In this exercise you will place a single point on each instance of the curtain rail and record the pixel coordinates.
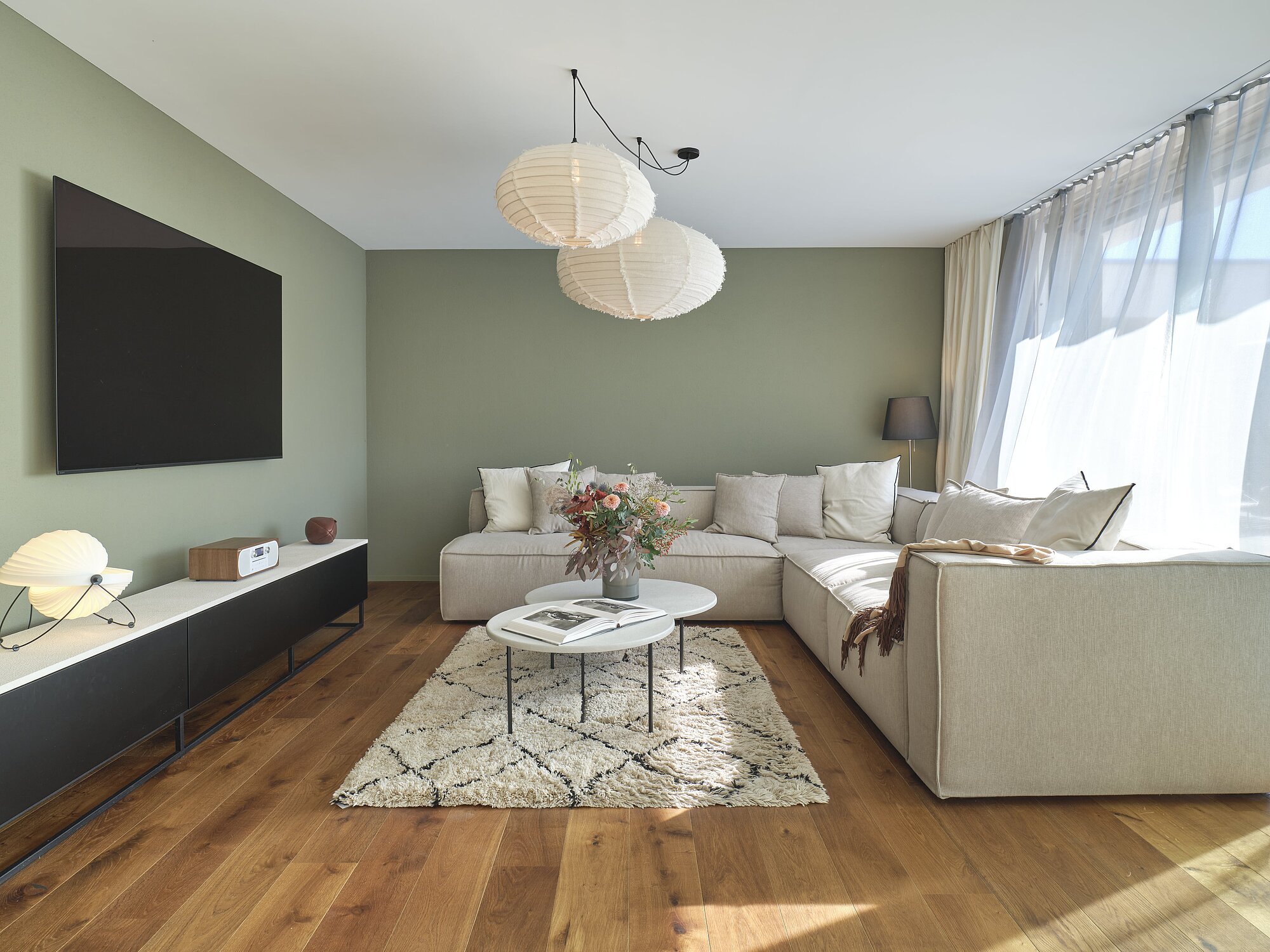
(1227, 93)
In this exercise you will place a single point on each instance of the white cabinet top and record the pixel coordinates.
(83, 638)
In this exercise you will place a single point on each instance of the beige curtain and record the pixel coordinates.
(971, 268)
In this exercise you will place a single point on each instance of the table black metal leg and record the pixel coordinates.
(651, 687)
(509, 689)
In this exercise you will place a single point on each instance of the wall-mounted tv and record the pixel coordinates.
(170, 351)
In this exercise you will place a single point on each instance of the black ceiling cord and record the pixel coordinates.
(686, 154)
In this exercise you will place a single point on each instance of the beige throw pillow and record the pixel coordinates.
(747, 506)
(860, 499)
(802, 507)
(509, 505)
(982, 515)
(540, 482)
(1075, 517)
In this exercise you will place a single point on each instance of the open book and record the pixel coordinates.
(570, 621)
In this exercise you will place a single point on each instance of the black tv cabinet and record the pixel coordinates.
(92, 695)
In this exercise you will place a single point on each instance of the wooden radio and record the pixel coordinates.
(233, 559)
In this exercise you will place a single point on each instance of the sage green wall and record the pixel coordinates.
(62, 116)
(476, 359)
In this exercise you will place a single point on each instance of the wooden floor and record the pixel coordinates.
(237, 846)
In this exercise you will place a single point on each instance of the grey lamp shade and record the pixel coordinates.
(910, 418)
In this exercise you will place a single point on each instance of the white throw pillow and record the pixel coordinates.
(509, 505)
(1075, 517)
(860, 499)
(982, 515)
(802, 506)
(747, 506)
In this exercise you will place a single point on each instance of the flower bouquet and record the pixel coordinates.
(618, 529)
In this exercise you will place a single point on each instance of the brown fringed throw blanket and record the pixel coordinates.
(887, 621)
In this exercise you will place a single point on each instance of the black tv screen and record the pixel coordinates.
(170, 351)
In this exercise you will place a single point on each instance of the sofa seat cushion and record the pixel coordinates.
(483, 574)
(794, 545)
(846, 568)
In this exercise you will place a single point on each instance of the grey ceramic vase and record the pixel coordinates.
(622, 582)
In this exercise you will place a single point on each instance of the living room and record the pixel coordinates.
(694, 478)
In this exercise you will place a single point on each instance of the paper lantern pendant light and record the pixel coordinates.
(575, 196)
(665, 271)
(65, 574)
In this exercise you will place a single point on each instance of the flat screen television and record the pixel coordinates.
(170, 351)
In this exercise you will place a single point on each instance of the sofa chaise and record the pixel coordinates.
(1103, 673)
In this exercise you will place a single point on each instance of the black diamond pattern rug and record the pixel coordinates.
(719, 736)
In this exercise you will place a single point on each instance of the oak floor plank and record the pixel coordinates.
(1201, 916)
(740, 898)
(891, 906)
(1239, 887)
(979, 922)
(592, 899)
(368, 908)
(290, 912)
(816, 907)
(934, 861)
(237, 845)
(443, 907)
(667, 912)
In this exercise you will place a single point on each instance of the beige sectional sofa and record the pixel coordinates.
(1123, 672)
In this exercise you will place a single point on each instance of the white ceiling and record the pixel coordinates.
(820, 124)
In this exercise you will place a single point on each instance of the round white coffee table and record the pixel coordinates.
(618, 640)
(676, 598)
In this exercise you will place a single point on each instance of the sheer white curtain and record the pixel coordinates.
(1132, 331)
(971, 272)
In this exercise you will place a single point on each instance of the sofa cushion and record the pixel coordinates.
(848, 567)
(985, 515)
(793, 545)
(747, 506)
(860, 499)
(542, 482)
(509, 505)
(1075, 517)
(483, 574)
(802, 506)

_ _ _ _ _

◆ INSTRUCTIONS FOR THE TASK
Starting at the line that contains "seat cushion and record the pixel coordinates.", transcribe every line through the last line of the entries above, exactly, and nothing else.

◆ SOLUTION
In this exercise you will place a single point on each instance of the sofa seat cushion and record the pixel coordinates.
(483, 574)
(794, 545)
(846, 568)
In this exercise you will place a single point on each instance of the grey ceramic vase and record the pixel coordinates.
(622, 582)
In this exercise you will place a single point on each instance of the living room and record the pixel coordinates.
(694, 478)
In this exercise you will place a single point on each instance of the paper lantern pendant light and record the pixel coordinates.
(575, 196)
(665, 271)
(65, 574)
In this exercise you will place a single point on each instance of the flat screen television and record the pixel coordinates.
(170, 351)
In this exercise you will place a single point on each instance of the sofa chaise and record the pixel coordinates.
(1103, 673)
In this exercise you will place a single point on each instance of the black diamond pattern rug and record the pixel coordinates.
(719, 736)
In this exercise you will place a single point on each instance of the oak floor plank and record the pixel coordinates.
(1201, 916)
(740, 898)
(891, 906)
(1239, 887)
(979, 922)
(592, 899)
(368, 908)
(290, 912)
(816, 907)
(934, 861)
(237, 845)
(443, 907)
(667, 912)
In this exercise you will place a single point on each instance of the beige sectional sofa and record the pixel coordinates.
(1123, 672)
In this exercise you will place a single point on each instance of the white ceiling and record the pixel coordinates.
(820, 124)
In this exercise you will place a single point on each instance of the round white coffee table and record the pixel coordinates.
(618, 640)
(676, 598)
In this exercise you will place a single point on each instance of the sheer white curtain and record the pixel coordinates.
(1132, 331)
(971, 272)
In this exercise you will place a single point on each instance of the sofa cushion and record the pixel coordinates.
(848, 567)
(985, 515)
(793, 545)
(747, 506)
(860, 499)
(542, 482)
(509, 505)
(1075, 517)
(483, 574)
(802, 506)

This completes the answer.